* What to work on: Nothing but the lines from the one containing "Target: greenhouse plastic cover" to the end of the records below should be output, each exactly as written.

* Supplied material:
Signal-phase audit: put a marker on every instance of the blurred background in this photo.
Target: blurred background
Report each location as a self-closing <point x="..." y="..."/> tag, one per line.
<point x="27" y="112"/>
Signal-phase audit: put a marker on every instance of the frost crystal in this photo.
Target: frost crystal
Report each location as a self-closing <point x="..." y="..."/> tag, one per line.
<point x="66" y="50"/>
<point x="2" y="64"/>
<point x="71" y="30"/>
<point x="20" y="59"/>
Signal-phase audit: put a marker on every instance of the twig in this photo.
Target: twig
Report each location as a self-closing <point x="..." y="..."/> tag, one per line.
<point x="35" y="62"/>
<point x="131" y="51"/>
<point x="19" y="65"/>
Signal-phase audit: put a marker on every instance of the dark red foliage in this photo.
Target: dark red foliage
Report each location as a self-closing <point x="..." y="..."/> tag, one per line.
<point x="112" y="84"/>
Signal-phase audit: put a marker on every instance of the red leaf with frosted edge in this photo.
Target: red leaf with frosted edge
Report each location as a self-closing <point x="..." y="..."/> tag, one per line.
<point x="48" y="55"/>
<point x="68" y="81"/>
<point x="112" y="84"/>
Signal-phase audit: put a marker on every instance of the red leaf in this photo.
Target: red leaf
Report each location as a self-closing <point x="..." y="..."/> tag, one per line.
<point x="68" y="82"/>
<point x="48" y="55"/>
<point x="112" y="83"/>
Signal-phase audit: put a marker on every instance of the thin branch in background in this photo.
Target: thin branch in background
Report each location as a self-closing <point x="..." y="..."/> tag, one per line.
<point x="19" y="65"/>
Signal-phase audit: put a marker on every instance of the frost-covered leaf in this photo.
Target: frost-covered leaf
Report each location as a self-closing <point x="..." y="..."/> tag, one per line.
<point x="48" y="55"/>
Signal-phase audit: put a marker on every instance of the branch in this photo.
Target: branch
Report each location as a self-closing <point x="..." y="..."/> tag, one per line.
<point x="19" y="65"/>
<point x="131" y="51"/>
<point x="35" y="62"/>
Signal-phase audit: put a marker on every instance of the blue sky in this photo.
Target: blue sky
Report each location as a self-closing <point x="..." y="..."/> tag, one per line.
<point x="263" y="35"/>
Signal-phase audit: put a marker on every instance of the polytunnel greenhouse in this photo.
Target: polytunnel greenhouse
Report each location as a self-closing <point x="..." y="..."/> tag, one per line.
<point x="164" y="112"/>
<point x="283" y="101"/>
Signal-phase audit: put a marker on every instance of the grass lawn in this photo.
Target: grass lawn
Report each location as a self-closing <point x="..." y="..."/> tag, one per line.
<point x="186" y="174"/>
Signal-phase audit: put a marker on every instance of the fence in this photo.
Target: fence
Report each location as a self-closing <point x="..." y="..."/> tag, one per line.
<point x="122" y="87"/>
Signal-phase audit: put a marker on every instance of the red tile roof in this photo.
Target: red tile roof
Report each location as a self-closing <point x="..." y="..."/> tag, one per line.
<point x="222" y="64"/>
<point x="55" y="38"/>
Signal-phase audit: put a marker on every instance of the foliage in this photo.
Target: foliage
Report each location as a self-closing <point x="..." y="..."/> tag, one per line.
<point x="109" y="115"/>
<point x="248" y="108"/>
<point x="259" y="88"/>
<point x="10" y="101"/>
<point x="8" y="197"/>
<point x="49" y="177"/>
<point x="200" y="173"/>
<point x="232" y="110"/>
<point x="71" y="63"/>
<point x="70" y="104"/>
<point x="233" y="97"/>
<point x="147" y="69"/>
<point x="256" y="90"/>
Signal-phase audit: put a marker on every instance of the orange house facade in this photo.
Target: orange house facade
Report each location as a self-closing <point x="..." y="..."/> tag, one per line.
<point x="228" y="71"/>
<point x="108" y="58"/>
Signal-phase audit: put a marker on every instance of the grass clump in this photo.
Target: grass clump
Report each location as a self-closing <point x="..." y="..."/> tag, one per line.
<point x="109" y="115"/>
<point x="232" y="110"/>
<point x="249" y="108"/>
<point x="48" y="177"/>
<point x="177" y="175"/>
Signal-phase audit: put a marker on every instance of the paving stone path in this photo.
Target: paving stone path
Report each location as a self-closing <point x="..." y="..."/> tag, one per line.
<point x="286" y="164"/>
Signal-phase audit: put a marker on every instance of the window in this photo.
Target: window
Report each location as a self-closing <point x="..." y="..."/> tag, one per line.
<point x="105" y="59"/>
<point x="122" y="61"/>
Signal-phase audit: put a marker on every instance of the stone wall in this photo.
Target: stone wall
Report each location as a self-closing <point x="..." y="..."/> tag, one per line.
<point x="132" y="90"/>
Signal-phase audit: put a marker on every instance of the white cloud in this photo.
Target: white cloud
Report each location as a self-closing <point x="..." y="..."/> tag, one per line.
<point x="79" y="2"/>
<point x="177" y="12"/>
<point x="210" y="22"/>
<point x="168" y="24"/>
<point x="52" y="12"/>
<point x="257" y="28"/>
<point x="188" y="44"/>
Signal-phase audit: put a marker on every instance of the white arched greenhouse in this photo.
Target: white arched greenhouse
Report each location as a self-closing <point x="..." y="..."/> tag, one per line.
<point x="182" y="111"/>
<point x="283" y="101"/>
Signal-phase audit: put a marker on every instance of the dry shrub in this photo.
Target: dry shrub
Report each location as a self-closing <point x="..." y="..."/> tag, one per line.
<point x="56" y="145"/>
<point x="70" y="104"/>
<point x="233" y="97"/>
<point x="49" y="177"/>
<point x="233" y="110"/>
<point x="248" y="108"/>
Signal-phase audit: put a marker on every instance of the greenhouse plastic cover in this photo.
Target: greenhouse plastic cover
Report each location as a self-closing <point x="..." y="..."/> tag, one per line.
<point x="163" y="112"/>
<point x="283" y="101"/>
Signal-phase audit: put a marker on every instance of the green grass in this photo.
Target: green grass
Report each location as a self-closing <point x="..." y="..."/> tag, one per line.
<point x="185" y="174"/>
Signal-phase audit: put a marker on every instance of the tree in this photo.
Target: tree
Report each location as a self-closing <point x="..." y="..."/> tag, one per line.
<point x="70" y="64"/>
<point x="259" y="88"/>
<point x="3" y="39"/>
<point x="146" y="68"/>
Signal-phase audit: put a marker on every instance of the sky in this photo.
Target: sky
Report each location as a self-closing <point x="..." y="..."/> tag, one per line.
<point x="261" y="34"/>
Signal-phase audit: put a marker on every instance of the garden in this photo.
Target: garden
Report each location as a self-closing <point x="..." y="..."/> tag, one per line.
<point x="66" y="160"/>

* Task answer:
Target: greenhouse plastic cover
Report each location as a self-closing <point x="..." y="..."/> tag, one per line.
<point x="163" y="112"/>
<point x="283" y="101"/>
Signal-phase audit: put a marker on every instance of the green grass in this photo.
Target: green grass
Report each location as a self-closing <point x="..." y="..."/> tag, one per line.
<point x="185" y="174"/>
Signal-phase audit: put a marker on every instance of the tree in this photo.
Target: tree
Report each location as a self-closing <point x="..." y="..."/> tag, one per line.
<point x="70" y="64"/>
<point x="259" y="88"/>
<point x="3" y="39"/>
<point x="146" y="68"/>
Signal-phase audit: put a marker on every instance of the sky in this photo.
Target: sky
Report each location as a self-closing <point x="..." y="..."/> tag, one per line.
<point x="261" y="34"/>
Signal-phase audit: put a marker on every instance of the garden in this photo.
Target: garden
Report each location as a self-closing <point x="..." y="..."/> tag, one per line.
<point x="66" y="160"/>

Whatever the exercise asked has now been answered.